Exercise brief: If a line in the data contains "jersey", copy it out.
Extracted information Block Start
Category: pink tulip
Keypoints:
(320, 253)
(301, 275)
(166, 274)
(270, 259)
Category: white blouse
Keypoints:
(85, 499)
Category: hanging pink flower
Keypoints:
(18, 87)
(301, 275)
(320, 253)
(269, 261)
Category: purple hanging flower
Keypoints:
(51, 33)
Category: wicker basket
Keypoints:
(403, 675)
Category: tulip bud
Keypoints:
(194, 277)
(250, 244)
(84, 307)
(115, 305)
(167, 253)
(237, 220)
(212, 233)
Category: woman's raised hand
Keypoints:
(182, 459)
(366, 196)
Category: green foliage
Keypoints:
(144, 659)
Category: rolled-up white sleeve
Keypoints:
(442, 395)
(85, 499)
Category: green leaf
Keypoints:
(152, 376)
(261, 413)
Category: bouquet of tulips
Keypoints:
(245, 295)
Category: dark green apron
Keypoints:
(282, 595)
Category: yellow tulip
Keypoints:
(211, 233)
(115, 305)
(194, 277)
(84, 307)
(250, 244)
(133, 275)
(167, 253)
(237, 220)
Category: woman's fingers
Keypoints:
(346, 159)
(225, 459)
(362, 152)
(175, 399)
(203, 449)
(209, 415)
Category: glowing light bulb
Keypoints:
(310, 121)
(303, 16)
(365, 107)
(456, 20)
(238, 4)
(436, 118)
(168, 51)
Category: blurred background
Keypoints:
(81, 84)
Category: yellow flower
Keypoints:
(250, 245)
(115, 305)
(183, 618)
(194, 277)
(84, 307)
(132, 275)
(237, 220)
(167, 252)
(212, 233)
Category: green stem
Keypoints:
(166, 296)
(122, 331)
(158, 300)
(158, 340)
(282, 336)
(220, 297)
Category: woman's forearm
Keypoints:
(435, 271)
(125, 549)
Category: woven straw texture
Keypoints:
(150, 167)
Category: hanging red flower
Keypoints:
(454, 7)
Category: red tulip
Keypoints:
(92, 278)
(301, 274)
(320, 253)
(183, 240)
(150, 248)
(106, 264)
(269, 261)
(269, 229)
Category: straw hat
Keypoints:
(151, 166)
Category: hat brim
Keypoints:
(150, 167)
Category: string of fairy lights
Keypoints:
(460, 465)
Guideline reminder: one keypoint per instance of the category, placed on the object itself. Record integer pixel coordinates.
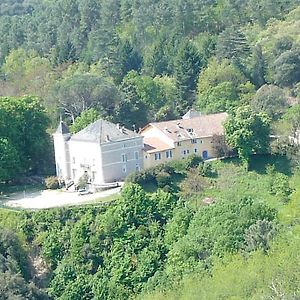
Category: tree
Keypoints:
(23, 124)
(131, 110)
(187, 67)
(259, 235)
(82, 92)
(86, 117)
(9, 160)
(287, 68)
(220, 146)
(220, 87)
(271, 100)
(232, 44)
(258, 67)
(248, 132)
(128, 59)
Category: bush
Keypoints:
(163, 179)
(52, 183)
(206, 170)
(193, 161)
(141, 177)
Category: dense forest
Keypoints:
(133, 62)
(187, 230)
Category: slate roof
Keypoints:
(62, 128)
(191, 114)
(103, 131)
(197, 127)
(154, 144)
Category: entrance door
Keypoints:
(205, 154)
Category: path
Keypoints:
(49, 199)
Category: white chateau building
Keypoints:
(106, 152)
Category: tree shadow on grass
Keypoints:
(259, 163)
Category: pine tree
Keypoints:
(128, 59)
(187, 68)
(232, 44)
(259, 67)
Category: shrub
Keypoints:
(52, 183)
(83, 181)
(193, 161)
(280, 186)
(163, 179)
(141, 177)
(206, 170)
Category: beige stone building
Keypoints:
(177, 139)
(106, 152)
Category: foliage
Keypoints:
(271, 100)
(23, 135)
(248, 132)
(219, 86)
(52, 183)
(86, 118)
(259, 235)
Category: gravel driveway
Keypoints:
(49, 199)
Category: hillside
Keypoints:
(186, 230)
(166, 243)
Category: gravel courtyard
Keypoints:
(49, 199)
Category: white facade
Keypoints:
(104, 151)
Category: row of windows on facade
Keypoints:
(123, 158)
(93, 174)
(169, 154)
(193, 141)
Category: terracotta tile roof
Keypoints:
(154, 144)
(103, 131)
(197, 127)
(62, 128)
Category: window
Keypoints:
(157, 156)
(124, 157)
(169, 154)
(136, 155)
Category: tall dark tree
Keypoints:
(233, 45)
(127, 59)
(187, 68)
(259, 67)
(131, 110)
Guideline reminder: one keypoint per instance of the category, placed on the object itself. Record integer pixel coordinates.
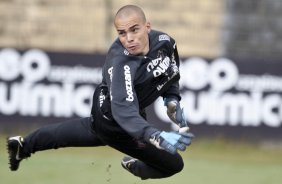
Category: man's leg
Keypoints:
(73, 133)
(150, 162)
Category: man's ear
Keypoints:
(148, 26)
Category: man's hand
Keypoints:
(171, 141)
(175, 113)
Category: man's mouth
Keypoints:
(132, 47)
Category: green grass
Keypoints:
(206, 162)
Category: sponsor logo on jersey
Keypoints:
(128, 84)
(126, 52)
(159, 66)
(110, 72)
(164, 37)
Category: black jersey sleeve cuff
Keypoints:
(149, 133)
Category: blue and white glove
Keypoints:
(175, 113)
(171, 141)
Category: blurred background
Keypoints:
(51, 54)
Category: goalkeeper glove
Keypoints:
(174, 112)
(171, 141)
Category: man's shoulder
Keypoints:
(160, 36)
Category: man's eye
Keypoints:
(121, 33)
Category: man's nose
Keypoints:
(129, 37)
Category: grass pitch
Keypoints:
(206, 161)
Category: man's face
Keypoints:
(133, 34)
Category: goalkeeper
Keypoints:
(141, 65)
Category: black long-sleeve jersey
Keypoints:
(134, 82)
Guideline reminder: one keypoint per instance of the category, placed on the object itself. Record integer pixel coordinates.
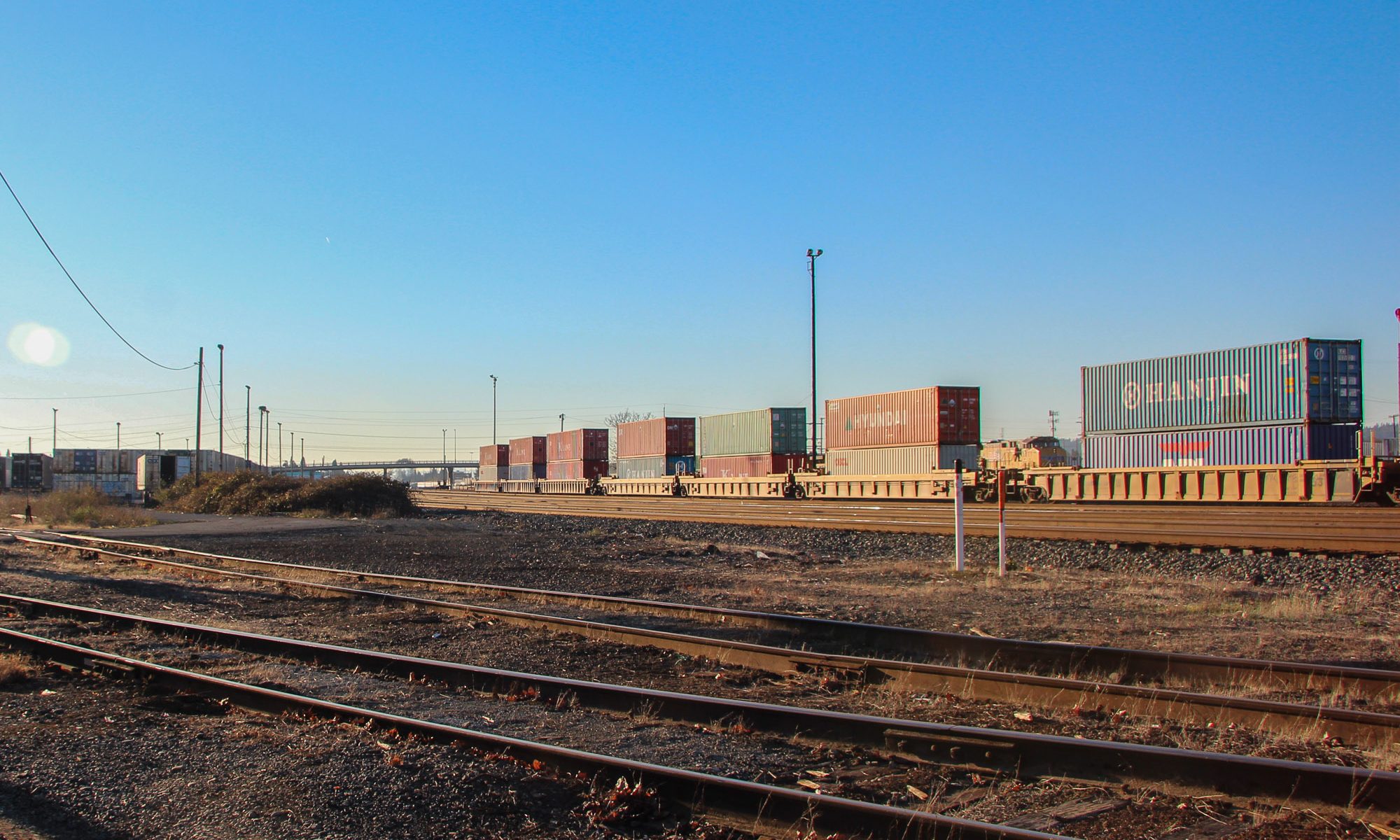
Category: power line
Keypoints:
Extracted information Block End
Response area:
Category: sponsor logo on jersey
Category: black jersey sleeve cuff
Category: black long-sleeve jersey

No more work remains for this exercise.